Task requirements:
a - Answer these questions from the Bach essay, one answer per line, marked (i), (ii), (iii) like the questions.
(i) In which city was Gottfried Zimmerman's establishment?
(ii) Which conductor led the symphony concert the author attended?
(iii) What are the musicians wedged in the corner of the coffeehouse doing?
b - Copy the Bach essay from "I recently attended" up to and including "know so little.", substituting "chamber concert" for "symphony concert".
c - Rewrite the paragraph of the Bach essay that begins "I recently attended a symphony concert" in fewer words, keeping its main facts.

Text shown:
## Start

A maze of mismatched tables and chairs hosts a dozen simultaneous conversations. Some folks hunch forward, both elbows on the table, in fervent discussion; others lean back in the chairs, the better to illustrate their talk with expansive gesturing. On the tabletops, in hands, and (every now and again) spilled out onto the floor are cups of strong brown brew, wafting their steam and scent throughout the coffeehouse. And wedged in the corner, content and well-caffeinated, some musicians are plucking and strumming and crooning away.
It sounds like the archetypal hipster coffee shop, doesn’t it? But it could just as easily be the 18th-century establishment of Gottfried Zimmerman in Leipzig, Germany, where the music-loving students and friends of Johann Sebastian Bach gathered to play favorite old tunes and experiment with new ones.
If the parallel between crooning hipsters and Bach’s chamber music strikes you as strange—well, perhaps it is. But it also testifies to our mistaken contemporary assumptions about “classical music.” Wouldn’t it seem strange, for instance, to see an orchestra in a symphony hall standing up, even pacing the stage a bit, while playing Bach and Vivaldi? Or to watch a conductor adding instruments and parts to an established work in the classical canon?
I recently attended a symphony concert in which conductor Jeannette Sorrell, a leading musician and director of early music, did these very things, summoning astonishingly fresh vigor from pieces I knew well. She reminded us in the audience that, in fact, these seemingly unconventional practices are more true to the way these pieces were originally written and performed—indeed, to the way that music itself used to be understood. Learning about this older understanding, and hearing the performance of musicians who have recaptured it, can be one step in rehabilitating our appreciation for the great heritage of music we have received, yet know so little.

## End

Record extracts:
## Start

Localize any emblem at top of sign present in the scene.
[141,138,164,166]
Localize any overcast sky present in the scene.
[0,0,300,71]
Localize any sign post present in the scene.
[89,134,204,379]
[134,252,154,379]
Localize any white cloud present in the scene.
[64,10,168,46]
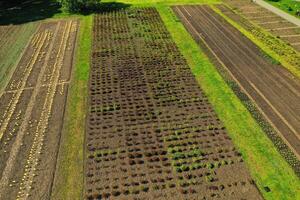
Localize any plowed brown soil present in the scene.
[84,8,262,200]
[0,20,78,200]
[225,0,300,51]
[174,6,300,161]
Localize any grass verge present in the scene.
[211,5,300,78]
[101,0,221,6]
[157,6,300,200]
[51,15,93,199]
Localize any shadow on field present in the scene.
[0,0,61,25]
[0,0,131,25]
[74,2,131,15]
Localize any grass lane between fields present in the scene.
[51,15,93,199]
[264,0,300,18]
[51,0,300,200]
[157,6,300,200]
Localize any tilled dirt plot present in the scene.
[0,23,38,94]
[225,0,300,51]
[84,8,261,200]
[0,20,78,199]
[174,6,300,165]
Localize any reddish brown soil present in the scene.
[0,20,78,200]
[174,6,300,161]
[225,0,300,50]
[84,8,261,200]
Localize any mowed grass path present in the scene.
[264,0,300,18]
[52,0,300,200]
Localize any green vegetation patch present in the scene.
[157,6,300,200]
[212,5,300,78]
[265,0,300,18]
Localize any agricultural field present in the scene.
[0,23,38,93]
[223,0,300,52]
[265,0,300,17]
[0,20,79,199]
[0,0,300,200]
[174,3,300,171]
[84,8,262,199]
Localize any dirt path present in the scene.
[254,0,300,27]
[84,8,262,200]
[0,20,78,199]
[174,6,300,158]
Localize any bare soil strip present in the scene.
[84,8,262,200]
[0,20,78,199]
[225,0,300,51]
[174,6,300,161]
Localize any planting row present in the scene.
[84,8,260,199]
[0,20,78,199]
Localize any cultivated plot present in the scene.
[0,23,38,93]
[225,0,300,51]
[0,20,78,199]
[84,8,262,200]
[174,6,300,165]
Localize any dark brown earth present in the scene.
[84,8,262,200]
[224,0,300,51]
[0,20,78,200]
[174,6,300,159]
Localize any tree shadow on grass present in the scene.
[75,2,131,15]
[0,0,131,25]
[0,0,61,25]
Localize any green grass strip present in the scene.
[101,0,221,6]
[51,15,93,199]
[211,5,300,78]
[157,6,300,200]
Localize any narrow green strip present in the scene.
[51,15,93,200]
[211,3,300,78]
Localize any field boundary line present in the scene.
[175,7,300,159]
[49,19,80,199]
[0,23,41,97]
[19,22,71,200]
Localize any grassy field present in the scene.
[51,15,93,199]
[212,6,300,78]
[1,0,300,200]
[265,0,300,18]
[0,23,37,94]
[158,6,300,199]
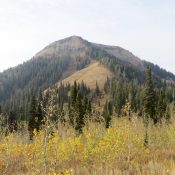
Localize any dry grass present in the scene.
[58,62,112,90]
[0,117,175,175]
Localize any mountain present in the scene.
[0,36,175,117]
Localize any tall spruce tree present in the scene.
[75,93,84,133]
[144,66,158,124]
[28,95,38,139]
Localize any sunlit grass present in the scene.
[0,117,175,175]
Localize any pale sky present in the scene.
[0,0,175,73]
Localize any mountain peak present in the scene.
[35,35,88,57]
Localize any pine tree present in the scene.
[144,66,158,124]
[28,95,38,139]
[75,93,84,133]
[36,102,44,131]
[156,89,166,121]
[103,100,113,128]
[71,81,78,106]
[8,111,17,132]
[95,81,100,97]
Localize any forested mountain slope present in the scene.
[0,36,175,115]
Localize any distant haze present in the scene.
[0,0,175,73]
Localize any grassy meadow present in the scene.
[0,116,175,175]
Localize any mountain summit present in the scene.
[0,36,175,115]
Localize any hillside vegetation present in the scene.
[0,115,175,175]
[58,62,113,90]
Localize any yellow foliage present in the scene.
[0,117,175,175]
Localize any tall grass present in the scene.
[0,116,175,175]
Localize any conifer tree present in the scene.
[71,81,78,106]
[95,81,100,97]
[75,93,84,133]
[36,102,44,131]
[144,66,158,124]
[28,95,38,139]
[103,100,112,128]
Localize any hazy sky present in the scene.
[0,0,175,73]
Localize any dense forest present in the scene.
[0,38,175,175]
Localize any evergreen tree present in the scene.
[103,100,113,128]
[71,81,78,106]
[75,93,84,133]
[28,95,38,139]
[156,89,166,121]
[144,67,158,124]
[8,111,17,132]
[36,102,44,131]
[95,81,100,97]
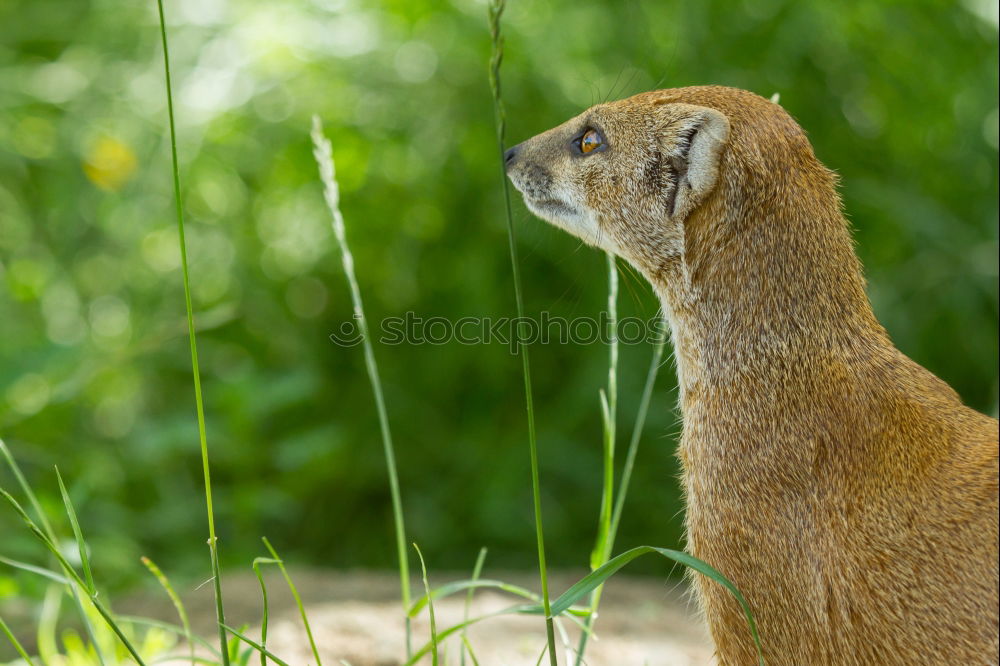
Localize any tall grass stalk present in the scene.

## End

The solutions:
a -
(i) Leipzig, Germany
(ii) Jeannette Sorrell
(iii) Plucking, strumming, and crooning away

b -
I recently attended a chamber concert in which conductor Jeannette Sorrell, a leading musician and director of early music, did these very things, summoning astonishingly fresh vigor from pieces I knew well. She reminded us in the audience that, in fact, these seemingly unconventional practices are more true to the way these pieces were originally written and performed—indeed, to the way that music itself used to be understood. Learning about this older understanding, and hearing the performance of musicians who have recaptured it, can be one step in rehabilitating our appreciation for the great heritage of music we have received, yet know so little.

c - At a recent symphony concert, conductor Jeannette Sorrell, a leading early-music director, did these very things and brought fresh vigor to familiar pieces. She told the audience that such seemingly unconventional practices are truer to how these works were first written and performed, and to how music used to be understood. Learning this older understanding and hearing musicians who have recaptured it can help restore our appreciation for a musical heritage we know little about.